Could you show all lines in the entries below that contain the string "puffy"?

→ Referring expression pointing data
-=-=-
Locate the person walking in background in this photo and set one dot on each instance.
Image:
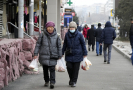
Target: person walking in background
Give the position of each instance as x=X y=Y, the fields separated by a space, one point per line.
x=86 y=28
x=75 y=50
x=131 y=38
x=108 y=35
x=79 y=28
x=49 y=48
x=91 y=38
x=98 y=34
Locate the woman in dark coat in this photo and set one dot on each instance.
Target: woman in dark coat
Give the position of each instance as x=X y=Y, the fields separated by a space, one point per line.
x=91 y=37
x=131 y=38
x=75 y=50
x=49 y=48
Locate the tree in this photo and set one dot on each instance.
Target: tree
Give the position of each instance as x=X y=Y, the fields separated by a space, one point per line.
x=124 y=14
x=75 y=18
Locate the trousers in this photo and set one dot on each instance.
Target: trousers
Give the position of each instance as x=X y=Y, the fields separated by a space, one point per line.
x=73 y=70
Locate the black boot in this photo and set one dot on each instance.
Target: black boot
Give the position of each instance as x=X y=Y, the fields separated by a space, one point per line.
x=73 y=84
x=51 y=86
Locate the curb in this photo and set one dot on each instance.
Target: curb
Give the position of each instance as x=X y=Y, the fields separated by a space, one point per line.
x=121 y=52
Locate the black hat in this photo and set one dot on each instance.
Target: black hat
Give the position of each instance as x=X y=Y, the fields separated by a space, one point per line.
x=99 y=24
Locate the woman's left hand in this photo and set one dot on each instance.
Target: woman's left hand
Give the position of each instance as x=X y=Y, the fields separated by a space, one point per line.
x=84 y=56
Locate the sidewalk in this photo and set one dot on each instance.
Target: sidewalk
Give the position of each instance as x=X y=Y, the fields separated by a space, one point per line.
x=115 y=76
x=124 y=48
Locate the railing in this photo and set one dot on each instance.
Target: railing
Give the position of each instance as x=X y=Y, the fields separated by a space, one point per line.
x=16 y=28
x=34 y=26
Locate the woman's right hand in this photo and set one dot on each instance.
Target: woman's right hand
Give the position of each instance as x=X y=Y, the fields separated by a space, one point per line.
x=35 y=57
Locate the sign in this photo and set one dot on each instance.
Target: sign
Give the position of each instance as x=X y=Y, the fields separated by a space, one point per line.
x=69 y=2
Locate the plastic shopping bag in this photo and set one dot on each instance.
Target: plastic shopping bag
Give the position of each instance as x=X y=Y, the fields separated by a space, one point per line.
x=61 y=65
x=85 y=64
x=34 y=65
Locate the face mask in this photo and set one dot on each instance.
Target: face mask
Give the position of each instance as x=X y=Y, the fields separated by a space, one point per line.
x=72 y=31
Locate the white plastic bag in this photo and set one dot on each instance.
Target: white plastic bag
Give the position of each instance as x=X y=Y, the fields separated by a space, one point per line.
x=34 y=65
x=85 y=64
x=61 y=65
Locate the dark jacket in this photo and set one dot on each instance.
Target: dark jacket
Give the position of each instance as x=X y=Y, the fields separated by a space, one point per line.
x=98 y=34
x=48 y=45
x=76 y=42
x=79 y=28
x=91 y=36
x=108 y=34
x=131 y=35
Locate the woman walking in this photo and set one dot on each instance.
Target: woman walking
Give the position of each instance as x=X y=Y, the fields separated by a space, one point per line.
x=49 y=48
x=85 y=30
x=75 y=50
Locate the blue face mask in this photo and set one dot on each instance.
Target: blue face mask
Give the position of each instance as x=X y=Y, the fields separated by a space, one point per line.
x=72 y=31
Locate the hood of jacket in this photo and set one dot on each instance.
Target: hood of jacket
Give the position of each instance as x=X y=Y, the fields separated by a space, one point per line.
x=108 y=24
x=48 y=34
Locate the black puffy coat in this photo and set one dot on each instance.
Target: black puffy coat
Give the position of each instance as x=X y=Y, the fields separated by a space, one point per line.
x=47 y=46
x=98 y=34
x=91 y=36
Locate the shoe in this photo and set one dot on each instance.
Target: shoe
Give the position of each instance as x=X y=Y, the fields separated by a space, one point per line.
x=70 y=83
x=73 y=84
x=108 y=62
x=51 y=86
x=46 y=84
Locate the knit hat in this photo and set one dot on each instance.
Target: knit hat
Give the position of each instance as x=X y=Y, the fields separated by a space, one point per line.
x=50 y=24
x=73 y=25
x=99 y=24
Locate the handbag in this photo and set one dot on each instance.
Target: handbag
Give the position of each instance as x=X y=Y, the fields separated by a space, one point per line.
x=68 y=50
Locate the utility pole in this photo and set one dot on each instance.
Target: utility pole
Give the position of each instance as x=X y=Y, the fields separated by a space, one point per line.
x=45 y=8
x=21 y=19
x=31 y=17
x=40 y=15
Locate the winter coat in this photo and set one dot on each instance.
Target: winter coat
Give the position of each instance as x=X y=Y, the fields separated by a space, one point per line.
x=47 y=46
x=108 y=34
x=79 y=28
x=98 y=34
x=131 y=35
x=85 y=32
x=91 y=36
x=76 y=42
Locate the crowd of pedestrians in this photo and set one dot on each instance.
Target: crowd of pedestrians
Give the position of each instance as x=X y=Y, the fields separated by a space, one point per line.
x=74 y=48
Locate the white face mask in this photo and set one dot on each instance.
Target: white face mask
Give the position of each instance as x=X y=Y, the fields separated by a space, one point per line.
x=72 y=31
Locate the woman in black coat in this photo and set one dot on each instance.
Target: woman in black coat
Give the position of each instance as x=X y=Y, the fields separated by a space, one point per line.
x=91 y=37
x=75 y=50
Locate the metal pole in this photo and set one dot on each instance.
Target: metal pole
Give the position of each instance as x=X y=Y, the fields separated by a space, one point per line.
x=45 y=13
x=114 y=11
x=31 y=17
x=21 y=19
x=40 y=15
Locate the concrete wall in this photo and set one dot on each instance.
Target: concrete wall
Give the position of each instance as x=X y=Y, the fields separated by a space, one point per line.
x=4 y=19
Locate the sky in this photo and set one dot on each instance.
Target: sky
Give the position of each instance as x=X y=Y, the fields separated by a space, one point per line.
x=87 y=2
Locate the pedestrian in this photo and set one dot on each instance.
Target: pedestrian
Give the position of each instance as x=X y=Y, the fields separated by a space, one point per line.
x=86 y=28
x=108 y=35
x=131 y=38
x=75 y=50
x=79 y=28
x=49 y=48
x=91 y=38
x=98 y=34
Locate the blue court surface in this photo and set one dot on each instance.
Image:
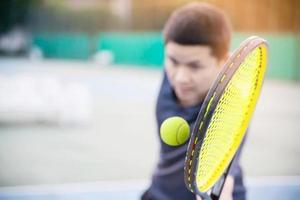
-=-=-
→ Your solution
Locate the black puffy coat in this photo and set one dot on each instance.
Target: black puffy coat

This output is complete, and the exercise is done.